Brief 1 —
Decide whether each statement below agrees with the passage on execution plan validation. Answer yes or no for each, and quote the deciding words of the passage.
(a) DuckDB's Python client is asynchronous.
(b) If estimated cardinality differs from the measured count by more than about 10×, the join order is probably wrong.
(c) A runtime spike of more than about 300% over a memory-resident baseline means intermediates are spilling.
Brief 2 — From the passage on execution plan validation, copy the text from "Execution Plan Validation" to "return json.loads(plan_json)", swapping "fixture" for "sample".

Selected passage —
For partitions that still overflow even one tile at a time, fall back to streaming the result to GeoPandas in bounded Arrow batches rather than materializing it whole; the zero-copy interchange and lazy Shapely rehydration are covered in DuckDB to GeoPandas sync. When independent partitions can run concurrently, give each its own connection and temp path and dispatch through the async execution patterns — DuckDB’s Python client is synchronous, so concurrency comes from running multiple connections on worker threads, never from sharing one connection across coroutines.

Execution Plan Validation

A batch query that is correct on a small fixture can still regress catastrophically at scale if the planner picks the wrong join. Capture the plan with EXPLAIN (ANALYZE, FORMAT JSON) on a representative partition and inspect operator-level timing and row counts before committing the pipeline to a full run.

import json

def analyze_partition(con, src_glob: str) -> dict:
    plan_json = con.execute(
        "EXPLAIN (ANALYZE, FORMAT JSON) " + PROCESS_PARTITION.split("COPY (")[1].split(") TO")[0],
        [src_glob],
    ).fetchdf().iloc[0, 0]
    return json.loads(plan_json)

A correctly optimized plan shows a spatial join (an RTREE_INDEX_SCAN or a hash-style spatial join) feeding a HASH_GROUP_BY — never a CROSS_PRODUCT or a bare NESTED_LOOP_JOIN over geometry. The diagnostic thresholds that matter for batch work:

Pre-filter engaged. If the row count reaching ST_Intersects equals N × M (the full cross product), no bounding-box pre-filtering happened. Confirm both inputs are cast to GEOMETRY and that the && predicate sits in the ON clause without a nested scalar wrapper.
Row-estimate drift. When the planner’s estimated cardinality diverges from the measured count by more than ~10×, join order is likely wrong and an explosion is imminent on the larger partitions. Refresh statistics on the base tables.
Spill onset. If EXPLAIN ANALYZE runtime on a partition spikes more than ~300% versus a memory-resident baseline, intermediates are spilling. Reduce partition size, raise memory_limit, or pre-simplify geometry before the union.

Diagnostic boundary: if spatial-join cardinality explodes beyond 10× the input row count, suspect a coordinate reference system mismatch — two layers in different units never satisfy a metric predicate cleanly. Verify alignment using the CRS mapping and transformations guidance and reproject both layers to a common projected frame before intersection.

Raw data —
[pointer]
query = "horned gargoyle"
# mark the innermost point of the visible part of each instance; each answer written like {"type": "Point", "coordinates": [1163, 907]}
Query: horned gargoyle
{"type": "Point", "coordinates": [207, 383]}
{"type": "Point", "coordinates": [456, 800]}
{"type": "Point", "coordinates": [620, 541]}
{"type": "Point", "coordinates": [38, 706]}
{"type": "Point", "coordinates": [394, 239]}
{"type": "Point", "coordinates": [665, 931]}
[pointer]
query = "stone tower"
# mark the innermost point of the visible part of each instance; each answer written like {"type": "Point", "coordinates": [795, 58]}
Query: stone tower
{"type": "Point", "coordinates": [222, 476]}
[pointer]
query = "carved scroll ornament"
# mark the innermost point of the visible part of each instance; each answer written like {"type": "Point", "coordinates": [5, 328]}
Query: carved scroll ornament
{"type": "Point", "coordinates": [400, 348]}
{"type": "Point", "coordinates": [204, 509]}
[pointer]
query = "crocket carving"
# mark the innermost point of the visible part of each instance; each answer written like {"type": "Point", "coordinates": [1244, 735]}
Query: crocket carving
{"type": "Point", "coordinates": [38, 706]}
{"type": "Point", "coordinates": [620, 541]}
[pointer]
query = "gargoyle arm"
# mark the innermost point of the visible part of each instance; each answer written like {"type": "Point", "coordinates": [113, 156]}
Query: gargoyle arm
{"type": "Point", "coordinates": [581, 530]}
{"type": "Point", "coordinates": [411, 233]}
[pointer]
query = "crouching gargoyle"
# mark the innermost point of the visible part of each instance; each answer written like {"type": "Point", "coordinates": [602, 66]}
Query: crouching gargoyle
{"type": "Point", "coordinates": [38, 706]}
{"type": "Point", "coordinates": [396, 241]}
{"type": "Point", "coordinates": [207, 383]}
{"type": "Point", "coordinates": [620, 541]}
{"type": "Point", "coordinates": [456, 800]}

Expected output 1 —
(a) No: "DuckDB’s Python client is synchronous"
(b) Yes: "When the planner’s estimated cardinality diverges from the measured count by more than ~10×, join order is likely wrong"
(c) Yes: "If EXPLAIN ANALYZE runtime on a partition spikes more than ~300% versus a memory-resident baseline, intermediates are spilling."

Expected output 2 —
Execution Plan Validation

A batch query that is correct on a small sample can still regress catastrophically at scale if the planner picks the wrong join. Capture the plan with EXPLAIN (ANALYZE, FORMAT JSON) on a representative partition and inspect operator-level timing and row counts before committing the pipeline to a full run.

import json

def analyze_partition(con, src_glob: str) -> dict:
    plan_json = con.execute(
        "EXPLAIN (ANALYZE, FORMAT JSON) " + PROCESS_PARTITION.split("COPY (")[1].split(") TO")[0],
        [src_glob],
    ).fetchdf().iloc[0, 0]
    return json.loads(plan_json)